- Task objective: Copy out, unchanged, the stretch of the data below from the line containing "For this exercise we mark the black storage" through the line containing "[(256, 225), (170, 64)]", including both of those lines.
==*==
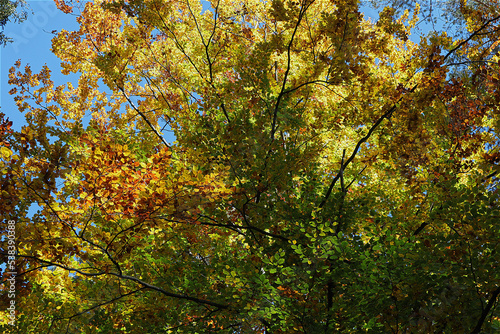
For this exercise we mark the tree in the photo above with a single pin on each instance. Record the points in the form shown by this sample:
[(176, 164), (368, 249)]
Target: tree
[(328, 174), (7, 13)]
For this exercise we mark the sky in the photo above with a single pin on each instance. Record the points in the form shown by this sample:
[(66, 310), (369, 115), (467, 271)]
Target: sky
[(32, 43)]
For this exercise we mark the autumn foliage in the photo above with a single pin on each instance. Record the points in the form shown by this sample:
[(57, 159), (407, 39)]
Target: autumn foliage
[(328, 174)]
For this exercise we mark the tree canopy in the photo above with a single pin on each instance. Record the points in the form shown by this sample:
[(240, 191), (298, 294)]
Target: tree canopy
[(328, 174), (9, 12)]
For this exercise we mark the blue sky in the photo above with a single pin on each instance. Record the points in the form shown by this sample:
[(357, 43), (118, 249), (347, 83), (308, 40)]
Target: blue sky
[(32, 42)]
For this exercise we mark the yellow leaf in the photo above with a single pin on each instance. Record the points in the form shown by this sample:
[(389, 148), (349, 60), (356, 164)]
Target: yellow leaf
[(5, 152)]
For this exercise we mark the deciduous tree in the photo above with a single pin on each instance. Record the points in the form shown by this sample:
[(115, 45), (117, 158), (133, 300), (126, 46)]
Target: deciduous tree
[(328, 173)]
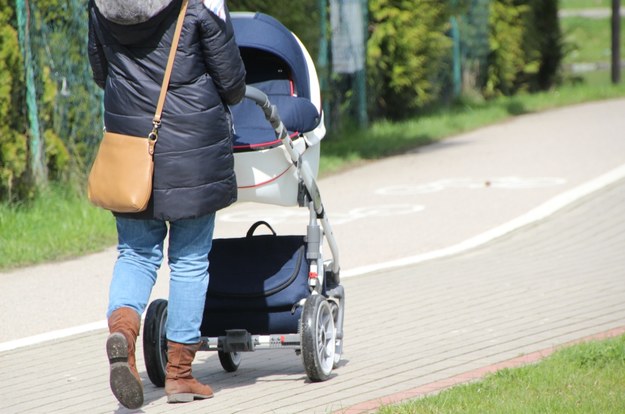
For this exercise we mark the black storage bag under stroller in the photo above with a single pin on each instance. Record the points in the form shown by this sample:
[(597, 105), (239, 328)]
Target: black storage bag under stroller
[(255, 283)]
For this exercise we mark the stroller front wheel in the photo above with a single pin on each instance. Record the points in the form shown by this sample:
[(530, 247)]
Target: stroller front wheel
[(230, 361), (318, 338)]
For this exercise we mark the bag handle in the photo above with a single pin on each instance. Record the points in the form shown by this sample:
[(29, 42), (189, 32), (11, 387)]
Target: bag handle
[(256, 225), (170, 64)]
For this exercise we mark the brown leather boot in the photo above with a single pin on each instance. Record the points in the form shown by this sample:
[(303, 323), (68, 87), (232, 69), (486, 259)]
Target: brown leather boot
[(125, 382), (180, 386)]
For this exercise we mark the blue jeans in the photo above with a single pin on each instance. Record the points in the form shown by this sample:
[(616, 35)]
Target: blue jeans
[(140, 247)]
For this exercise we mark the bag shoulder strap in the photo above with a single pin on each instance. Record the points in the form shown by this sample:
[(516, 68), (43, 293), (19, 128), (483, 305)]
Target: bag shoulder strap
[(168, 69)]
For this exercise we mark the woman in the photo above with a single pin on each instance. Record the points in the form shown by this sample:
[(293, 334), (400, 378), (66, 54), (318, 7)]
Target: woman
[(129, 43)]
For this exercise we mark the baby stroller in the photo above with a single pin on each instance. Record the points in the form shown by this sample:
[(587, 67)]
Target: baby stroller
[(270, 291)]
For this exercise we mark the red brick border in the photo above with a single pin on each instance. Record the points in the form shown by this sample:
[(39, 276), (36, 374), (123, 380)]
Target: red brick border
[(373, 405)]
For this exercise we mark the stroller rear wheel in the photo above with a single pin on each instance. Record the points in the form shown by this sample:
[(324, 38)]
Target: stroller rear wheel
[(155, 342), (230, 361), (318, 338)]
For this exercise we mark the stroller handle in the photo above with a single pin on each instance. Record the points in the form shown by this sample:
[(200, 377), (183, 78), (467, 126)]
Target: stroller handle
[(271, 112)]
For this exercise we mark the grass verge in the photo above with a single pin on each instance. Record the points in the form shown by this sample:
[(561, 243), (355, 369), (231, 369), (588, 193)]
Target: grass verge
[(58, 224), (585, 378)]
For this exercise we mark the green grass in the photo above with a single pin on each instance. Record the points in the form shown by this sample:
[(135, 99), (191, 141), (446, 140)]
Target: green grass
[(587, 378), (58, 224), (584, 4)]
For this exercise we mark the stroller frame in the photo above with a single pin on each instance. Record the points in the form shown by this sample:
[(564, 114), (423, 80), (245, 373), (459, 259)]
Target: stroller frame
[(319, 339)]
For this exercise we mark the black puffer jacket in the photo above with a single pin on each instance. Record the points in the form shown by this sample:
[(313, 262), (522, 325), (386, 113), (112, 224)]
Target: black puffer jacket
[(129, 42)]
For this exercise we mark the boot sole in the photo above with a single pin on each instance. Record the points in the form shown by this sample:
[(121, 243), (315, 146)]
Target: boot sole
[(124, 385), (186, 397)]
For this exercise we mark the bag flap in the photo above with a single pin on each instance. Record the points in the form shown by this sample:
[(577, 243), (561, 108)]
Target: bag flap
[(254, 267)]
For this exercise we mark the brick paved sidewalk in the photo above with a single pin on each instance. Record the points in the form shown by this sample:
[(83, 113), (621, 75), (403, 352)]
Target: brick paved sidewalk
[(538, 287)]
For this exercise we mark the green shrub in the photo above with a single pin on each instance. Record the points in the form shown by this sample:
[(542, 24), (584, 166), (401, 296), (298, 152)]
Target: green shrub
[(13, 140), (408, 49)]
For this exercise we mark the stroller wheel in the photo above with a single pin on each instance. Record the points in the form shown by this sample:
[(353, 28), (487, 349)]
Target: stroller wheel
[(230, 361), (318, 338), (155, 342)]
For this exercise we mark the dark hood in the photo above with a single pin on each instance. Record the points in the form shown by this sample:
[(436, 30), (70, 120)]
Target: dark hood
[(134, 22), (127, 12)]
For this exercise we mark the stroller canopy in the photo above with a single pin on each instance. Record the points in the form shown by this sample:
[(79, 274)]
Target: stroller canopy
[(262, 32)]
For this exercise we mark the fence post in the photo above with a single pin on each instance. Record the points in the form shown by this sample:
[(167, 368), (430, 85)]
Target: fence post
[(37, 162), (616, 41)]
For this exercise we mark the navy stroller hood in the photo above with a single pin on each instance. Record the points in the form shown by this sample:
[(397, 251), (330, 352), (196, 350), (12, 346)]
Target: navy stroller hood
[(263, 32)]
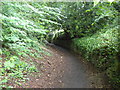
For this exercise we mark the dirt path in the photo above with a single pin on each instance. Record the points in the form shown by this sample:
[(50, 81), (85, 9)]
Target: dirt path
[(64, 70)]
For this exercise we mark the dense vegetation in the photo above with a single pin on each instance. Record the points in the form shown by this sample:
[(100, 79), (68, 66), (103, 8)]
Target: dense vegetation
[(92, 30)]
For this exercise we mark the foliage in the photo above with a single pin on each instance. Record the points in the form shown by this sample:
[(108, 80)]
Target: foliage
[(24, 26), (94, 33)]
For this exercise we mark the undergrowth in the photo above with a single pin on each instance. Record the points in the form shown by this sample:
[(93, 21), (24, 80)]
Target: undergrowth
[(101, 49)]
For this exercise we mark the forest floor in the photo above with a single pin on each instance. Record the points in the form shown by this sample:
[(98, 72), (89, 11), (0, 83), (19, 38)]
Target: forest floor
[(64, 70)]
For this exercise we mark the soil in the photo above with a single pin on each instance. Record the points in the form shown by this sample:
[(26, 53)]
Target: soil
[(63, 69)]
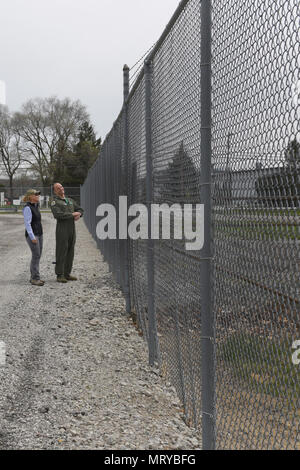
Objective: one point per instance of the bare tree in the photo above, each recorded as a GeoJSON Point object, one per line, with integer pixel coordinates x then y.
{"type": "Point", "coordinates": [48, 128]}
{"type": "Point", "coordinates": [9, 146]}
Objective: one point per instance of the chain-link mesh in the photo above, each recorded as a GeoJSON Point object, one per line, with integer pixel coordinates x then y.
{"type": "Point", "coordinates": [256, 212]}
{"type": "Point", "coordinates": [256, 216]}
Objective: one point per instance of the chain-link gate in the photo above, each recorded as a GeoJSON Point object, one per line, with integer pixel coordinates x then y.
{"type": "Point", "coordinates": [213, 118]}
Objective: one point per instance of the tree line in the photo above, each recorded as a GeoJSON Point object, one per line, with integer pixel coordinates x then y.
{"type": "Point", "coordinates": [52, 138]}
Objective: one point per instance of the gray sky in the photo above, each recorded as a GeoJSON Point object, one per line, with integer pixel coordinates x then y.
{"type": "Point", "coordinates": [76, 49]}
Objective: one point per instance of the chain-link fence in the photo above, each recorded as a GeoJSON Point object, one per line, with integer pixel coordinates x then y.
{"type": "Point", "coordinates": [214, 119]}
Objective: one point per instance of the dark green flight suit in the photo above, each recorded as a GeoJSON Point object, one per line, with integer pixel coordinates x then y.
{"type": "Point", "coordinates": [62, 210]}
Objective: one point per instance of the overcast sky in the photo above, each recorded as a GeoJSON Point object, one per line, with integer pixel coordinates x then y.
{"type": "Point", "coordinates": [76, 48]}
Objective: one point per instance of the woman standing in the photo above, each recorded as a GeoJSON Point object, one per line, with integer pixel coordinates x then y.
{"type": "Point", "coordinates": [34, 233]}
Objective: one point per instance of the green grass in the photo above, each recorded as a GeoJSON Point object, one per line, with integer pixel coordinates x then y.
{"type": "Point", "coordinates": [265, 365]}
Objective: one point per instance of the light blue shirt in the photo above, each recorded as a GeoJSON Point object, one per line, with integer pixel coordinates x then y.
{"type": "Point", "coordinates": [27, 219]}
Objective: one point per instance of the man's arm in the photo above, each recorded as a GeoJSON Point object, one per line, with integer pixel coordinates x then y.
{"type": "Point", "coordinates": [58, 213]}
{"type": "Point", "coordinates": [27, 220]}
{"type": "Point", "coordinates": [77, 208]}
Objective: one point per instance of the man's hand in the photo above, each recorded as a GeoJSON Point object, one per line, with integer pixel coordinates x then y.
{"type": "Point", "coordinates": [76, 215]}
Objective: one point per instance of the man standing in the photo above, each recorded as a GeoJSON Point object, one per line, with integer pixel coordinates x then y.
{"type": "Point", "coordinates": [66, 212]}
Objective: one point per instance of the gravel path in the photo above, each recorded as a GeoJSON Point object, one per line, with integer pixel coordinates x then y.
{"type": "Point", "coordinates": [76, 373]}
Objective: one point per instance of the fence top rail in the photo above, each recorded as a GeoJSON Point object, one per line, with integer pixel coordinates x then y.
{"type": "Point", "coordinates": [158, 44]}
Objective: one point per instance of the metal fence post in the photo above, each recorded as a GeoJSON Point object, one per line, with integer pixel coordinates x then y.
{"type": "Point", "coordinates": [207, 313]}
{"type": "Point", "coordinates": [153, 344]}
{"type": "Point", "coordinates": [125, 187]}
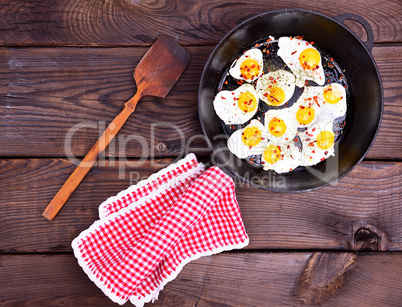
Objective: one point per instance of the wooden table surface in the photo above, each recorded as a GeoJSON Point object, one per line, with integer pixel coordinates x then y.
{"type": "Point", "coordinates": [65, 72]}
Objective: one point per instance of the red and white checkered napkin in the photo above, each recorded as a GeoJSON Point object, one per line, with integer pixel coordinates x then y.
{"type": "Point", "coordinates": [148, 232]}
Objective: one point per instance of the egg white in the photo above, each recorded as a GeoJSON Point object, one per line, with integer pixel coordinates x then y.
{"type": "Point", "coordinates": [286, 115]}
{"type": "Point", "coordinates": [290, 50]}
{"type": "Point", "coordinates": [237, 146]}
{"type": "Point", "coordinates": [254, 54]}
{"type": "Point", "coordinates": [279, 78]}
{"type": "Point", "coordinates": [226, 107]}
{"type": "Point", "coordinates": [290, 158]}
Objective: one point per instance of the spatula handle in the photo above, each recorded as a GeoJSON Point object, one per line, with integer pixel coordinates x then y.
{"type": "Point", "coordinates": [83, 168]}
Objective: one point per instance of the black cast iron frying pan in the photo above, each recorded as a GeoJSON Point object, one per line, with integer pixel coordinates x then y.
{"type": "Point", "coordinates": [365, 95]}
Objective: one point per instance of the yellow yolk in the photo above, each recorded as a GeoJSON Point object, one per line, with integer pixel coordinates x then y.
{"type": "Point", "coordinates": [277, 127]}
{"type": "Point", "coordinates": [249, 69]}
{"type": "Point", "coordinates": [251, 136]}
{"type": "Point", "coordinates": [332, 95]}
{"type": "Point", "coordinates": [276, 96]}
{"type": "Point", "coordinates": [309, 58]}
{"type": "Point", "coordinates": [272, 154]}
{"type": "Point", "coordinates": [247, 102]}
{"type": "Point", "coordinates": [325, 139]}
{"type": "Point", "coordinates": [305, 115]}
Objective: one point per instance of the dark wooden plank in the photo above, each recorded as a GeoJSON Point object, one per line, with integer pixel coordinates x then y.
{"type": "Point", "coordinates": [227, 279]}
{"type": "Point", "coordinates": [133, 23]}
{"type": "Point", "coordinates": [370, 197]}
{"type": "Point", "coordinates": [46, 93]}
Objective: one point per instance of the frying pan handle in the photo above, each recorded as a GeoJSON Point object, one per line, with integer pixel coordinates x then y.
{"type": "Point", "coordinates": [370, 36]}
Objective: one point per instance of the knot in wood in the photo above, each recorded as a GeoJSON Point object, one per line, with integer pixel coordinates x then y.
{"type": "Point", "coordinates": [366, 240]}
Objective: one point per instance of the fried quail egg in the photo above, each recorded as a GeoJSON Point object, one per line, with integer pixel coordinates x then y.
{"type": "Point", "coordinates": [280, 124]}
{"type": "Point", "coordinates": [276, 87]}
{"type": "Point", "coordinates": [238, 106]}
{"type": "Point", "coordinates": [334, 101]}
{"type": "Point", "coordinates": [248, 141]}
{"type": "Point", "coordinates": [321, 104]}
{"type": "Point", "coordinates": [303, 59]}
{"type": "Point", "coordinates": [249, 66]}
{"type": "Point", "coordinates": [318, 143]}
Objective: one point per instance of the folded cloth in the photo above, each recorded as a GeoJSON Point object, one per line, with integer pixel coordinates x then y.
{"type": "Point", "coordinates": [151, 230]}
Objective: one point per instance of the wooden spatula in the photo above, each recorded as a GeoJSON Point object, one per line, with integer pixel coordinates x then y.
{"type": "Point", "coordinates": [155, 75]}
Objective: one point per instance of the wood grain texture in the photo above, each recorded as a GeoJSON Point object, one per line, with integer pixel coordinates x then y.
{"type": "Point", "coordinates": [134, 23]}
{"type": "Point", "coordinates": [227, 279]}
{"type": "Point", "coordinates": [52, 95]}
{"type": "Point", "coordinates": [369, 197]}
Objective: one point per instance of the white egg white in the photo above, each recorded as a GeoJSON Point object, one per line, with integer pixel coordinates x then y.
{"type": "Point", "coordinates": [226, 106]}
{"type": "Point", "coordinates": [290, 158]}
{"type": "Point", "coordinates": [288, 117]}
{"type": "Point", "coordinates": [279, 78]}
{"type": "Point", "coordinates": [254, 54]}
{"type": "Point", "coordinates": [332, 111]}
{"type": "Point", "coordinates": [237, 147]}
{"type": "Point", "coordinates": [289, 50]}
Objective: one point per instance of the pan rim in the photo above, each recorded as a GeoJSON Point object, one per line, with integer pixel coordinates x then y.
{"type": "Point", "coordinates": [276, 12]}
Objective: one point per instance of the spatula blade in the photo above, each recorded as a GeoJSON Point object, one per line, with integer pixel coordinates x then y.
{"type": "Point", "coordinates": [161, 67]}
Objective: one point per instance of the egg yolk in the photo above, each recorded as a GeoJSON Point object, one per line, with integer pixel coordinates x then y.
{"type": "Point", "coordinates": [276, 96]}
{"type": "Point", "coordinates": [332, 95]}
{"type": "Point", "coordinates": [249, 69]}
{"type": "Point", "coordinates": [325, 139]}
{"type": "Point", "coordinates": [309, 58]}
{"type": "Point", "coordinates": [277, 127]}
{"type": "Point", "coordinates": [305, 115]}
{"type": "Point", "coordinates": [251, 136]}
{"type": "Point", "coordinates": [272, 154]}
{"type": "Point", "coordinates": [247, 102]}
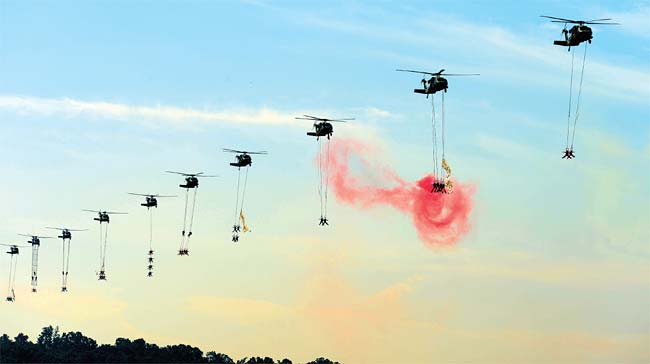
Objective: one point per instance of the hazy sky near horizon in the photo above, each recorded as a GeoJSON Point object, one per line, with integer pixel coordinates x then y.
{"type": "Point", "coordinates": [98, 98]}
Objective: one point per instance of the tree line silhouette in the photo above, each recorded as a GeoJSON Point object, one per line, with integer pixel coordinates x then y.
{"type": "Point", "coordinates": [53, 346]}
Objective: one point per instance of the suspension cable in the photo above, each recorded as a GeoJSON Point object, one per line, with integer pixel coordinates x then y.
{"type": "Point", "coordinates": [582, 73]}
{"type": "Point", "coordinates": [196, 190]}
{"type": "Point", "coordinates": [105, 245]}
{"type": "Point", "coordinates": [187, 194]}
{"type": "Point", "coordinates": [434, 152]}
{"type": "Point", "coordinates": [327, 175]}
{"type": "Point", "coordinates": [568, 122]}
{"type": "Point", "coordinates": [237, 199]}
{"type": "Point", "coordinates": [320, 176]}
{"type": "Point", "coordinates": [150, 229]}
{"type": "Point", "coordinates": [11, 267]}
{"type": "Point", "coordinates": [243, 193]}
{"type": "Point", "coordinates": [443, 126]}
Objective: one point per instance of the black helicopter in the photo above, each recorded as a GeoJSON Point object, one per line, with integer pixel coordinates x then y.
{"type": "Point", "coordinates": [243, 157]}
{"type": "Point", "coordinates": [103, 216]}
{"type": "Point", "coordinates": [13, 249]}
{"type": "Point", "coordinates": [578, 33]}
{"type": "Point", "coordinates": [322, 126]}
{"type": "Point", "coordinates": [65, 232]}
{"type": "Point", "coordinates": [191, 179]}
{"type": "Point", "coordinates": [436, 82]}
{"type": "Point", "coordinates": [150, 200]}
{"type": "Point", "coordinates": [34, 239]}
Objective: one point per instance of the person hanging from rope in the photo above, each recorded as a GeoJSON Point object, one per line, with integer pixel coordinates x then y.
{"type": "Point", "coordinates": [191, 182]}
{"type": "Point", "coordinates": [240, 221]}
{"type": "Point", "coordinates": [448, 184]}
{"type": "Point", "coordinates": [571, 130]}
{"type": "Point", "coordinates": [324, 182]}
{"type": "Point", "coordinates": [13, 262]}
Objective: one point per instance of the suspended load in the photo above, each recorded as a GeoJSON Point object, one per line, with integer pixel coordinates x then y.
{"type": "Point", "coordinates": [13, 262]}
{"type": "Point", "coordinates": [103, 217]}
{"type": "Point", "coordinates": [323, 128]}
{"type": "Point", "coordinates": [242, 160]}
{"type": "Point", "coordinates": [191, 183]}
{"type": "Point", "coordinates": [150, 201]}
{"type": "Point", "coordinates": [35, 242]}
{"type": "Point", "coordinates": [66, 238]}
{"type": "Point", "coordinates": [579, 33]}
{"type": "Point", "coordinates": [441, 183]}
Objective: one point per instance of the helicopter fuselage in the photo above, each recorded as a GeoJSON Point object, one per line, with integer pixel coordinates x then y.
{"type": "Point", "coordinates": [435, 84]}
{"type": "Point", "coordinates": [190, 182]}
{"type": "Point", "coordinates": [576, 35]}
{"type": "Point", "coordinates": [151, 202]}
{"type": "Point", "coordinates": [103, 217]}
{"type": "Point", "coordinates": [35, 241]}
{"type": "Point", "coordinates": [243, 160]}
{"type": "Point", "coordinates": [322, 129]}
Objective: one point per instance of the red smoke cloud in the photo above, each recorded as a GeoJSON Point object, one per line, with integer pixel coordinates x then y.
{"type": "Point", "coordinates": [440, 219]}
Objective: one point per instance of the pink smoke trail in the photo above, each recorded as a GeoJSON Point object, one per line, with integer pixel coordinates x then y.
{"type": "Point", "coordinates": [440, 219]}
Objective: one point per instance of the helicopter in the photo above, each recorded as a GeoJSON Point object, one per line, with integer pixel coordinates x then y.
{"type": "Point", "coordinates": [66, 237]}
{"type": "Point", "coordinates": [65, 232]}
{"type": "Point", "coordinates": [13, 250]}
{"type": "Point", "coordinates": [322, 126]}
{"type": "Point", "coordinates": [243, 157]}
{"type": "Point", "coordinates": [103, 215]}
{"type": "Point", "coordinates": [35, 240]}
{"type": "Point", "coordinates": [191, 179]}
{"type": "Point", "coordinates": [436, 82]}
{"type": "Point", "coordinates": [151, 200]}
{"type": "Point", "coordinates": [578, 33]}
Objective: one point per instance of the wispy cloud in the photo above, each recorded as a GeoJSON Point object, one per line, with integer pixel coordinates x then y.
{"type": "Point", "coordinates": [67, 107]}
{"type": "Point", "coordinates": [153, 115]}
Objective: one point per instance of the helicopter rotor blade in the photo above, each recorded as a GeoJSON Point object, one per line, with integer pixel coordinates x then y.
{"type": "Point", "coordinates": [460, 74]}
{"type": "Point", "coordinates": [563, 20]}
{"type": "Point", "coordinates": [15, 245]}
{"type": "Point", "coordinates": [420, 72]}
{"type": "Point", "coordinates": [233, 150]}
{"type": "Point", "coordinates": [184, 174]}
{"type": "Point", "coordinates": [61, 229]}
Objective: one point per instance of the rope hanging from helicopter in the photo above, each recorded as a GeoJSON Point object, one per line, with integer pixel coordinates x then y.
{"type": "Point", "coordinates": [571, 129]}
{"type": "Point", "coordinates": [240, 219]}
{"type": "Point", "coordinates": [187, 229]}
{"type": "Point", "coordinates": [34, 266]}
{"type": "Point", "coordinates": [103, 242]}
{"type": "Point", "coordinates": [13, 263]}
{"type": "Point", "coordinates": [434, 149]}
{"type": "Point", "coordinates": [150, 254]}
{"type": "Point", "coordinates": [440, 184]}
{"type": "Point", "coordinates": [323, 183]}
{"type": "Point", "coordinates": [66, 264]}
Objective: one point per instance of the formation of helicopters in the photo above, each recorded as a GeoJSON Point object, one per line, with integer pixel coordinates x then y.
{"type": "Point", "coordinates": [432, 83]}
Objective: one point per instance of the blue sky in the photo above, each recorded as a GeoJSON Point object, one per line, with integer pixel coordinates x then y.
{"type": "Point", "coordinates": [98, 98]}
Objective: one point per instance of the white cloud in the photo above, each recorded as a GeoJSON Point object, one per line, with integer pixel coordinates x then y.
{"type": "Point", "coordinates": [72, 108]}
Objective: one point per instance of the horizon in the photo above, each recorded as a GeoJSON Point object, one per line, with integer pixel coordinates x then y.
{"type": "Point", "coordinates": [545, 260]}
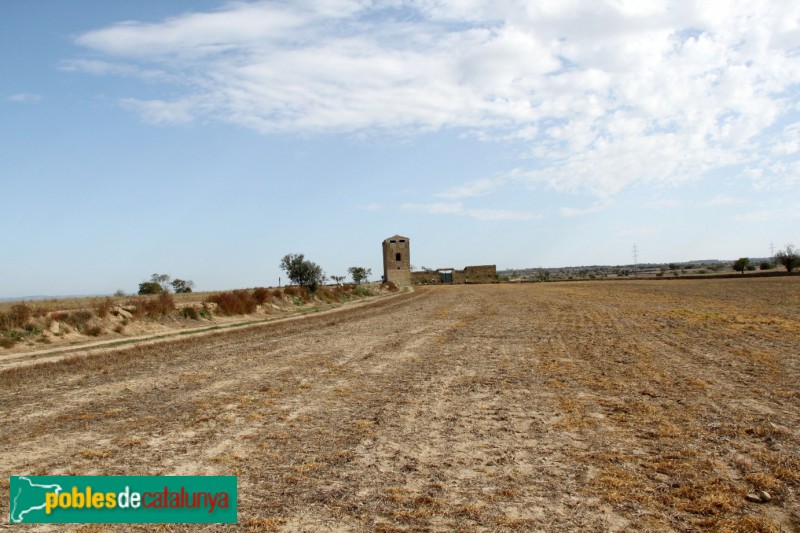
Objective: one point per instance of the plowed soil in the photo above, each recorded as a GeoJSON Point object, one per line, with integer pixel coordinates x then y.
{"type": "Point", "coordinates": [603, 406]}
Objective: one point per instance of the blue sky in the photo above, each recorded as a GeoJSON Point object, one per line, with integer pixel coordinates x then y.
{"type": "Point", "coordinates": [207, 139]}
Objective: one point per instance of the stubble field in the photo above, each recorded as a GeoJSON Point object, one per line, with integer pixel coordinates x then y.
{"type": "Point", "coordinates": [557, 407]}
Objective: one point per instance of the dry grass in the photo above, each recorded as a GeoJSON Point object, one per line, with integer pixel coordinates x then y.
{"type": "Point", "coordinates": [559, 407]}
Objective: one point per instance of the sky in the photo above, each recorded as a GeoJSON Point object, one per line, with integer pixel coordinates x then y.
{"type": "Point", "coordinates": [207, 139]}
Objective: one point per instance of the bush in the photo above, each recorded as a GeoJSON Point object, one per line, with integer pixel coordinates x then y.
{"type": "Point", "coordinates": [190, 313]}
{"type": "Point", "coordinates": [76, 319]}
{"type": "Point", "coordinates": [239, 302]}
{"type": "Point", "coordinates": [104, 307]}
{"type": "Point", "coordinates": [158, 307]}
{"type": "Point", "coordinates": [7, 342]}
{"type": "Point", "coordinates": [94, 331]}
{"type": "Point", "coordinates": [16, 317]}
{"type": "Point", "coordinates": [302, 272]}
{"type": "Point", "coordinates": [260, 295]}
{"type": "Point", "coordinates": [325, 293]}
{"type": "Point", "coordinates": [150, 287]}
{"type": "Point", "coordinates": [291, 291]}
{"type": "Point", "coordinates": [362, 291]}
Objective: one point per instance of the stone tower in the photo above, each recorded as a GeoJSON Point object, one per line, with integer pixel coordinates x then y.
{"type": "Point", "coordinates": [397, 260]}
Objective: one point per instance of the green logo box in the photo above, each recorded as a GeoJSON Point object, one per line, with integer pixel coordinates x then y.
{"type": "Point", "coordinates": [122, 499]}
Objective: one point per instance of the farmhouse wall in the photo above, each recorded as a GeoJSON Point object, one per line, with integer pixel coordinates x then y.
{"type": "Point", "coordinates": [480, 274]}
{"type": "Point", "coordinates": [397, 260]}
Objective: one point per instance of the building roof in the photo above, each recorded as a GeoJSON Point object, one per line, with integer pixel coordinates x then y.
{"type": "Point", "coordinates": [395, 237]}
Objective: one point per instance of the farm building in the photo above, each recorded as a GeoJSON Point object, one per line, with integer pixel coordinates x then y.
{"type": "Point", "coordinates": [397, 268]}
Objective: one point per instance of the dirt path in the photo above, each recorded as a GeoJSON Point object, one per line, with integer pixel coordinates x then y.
==*==
- Problem solution:
For this exercise we mark the black storage bag under stroller in the photo above with a single pin on each instance. Record the points in the form shown by this sample:
[(597, 105), (239, 328)]
Target: black storage bag under stroller
[(255, 283)]
For this exercise we mark the stroller front wheel in the photo above with a single pin on each instance. Record the points in the form shown by this sample:
[(530, 247)]
Target: stroller front wheel
[(230, 361), (318, 338)]
For this exercise we mark the bag handle in the photo above with a single pin on each instance. Record the points in the form shown by this sample:
[(29, 42), (189, 32), (11, 387)]
Target: bag handle
[(256, 225), (170, 64)]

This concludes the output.